Gather each line of the records where "Python" appears.

Extracted data:

----------------

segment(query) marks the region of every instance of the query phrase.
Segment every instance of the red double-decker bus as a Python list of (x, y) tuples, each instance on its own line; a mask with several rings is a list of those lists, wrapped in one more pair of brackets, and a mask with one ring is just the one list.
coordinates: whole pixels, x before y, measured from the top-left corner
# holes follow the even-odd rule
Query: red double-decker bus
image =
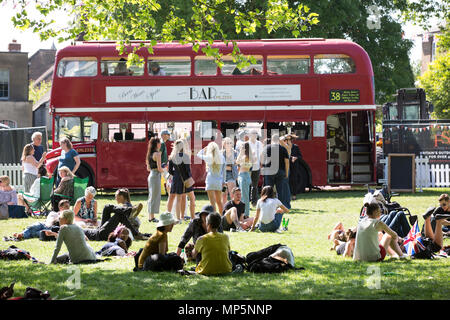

----------------

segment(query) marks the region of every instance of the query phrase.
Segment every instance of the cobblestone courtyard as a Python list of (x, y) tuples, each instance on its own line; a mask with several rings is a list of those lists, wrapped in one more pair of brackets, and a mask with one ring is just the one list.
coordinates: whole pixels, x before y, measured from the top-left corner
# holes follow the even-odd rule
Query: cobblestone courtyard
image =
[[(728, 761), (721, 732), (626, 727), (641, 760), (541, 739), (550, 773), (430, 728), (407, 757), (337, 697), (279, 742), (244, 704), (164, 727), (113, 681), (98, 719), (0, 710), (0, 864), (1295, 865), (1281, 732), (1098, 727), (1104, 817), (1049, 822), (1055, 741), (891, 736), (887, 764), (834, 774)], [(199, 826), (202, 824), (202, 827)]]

----------------

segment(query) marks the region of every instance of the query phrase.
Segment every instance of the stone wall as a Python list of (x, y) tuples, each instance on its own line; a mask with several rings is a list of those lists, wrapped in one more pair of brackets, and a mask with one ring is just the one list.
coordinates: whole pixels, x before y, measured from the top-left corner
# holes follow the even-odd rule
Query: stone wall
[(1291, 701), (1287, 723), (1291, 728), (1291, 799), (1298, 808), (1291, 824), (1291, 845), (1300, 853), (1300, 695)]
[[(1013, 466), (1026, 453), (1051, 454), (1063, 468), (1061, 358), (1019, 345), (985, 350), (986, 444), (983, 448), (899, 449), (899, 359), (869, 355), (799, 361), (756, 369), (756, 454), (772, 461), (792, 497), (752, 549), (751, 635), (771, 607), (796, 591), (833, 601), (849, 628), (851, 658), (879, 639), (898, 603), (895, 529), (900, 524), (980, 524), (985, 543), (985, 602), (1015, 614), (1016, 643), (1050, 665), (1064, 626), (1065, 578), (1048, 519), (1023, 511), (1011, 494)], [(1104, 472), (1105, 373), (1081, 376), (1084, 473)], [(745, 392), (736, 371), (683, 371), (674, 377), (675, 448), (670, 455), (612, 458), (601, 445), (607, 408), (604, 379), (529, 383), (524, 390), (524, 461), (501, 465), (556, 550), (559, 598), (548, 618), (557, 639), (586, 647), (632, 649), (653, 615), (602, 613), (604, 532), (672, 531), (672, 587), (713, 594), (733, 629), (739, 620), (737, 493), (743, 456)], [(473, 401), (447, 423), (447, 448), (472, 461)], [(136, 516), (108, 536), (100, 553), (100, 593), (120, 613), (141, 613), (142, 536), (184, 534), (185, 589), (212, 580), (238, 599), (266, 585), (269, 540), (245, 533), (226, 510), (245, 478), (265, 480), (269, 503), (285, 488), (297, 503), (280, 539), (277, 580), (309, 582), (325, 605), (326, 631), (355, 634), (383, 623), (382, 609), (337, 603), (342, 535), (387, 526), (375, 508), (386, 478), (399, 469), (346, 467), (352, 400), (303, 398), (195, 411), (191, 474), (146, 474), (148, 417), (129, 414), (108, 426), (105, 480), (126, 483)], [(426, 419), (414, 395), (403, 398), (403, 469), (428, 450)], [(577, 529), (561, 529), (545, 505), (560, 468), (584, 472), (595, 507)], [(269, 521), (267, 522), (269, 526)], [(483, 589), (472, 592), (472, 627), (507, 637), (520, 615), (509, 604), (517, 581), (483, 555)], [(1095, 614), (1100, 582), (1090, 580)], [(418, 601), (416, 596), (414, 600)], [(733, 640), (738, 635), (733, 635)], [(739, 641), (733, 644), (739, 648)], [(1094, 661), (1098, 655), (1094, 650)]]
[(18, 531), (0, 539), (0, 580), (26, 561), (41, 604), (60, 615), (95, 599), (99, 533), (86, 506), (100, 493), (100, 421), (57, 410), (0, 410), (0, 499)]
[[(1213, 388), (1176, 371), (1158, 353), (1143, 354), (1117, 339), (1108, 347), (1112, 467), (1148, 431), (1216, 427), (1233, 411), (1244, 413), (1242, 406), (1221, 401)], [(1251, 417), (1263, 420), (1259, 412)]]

----------------

Response:
Segment every instance of the red double-decker bus as a Python list of (x, y) tuples, each instance on its own line; a mask with several rings is a list of those lists, wrapped in one more pair of brackets, and a mask with one ring is just the one list.
Segment every instance of the cobblestone courtyard as a Python list of (x, y) tuples, each instance on its own line; a mask with several rings is a list of those lists, wrapped in one more pair of brackets, and a mask with one ring is just the one list.
Segment every instance of the stone wall as a Python list of (x, y) tuples, each instance on its own line; a mask with several rings is a list of those lists, wrapped in one more pair of brackets, and a mask with one ring is just the one list.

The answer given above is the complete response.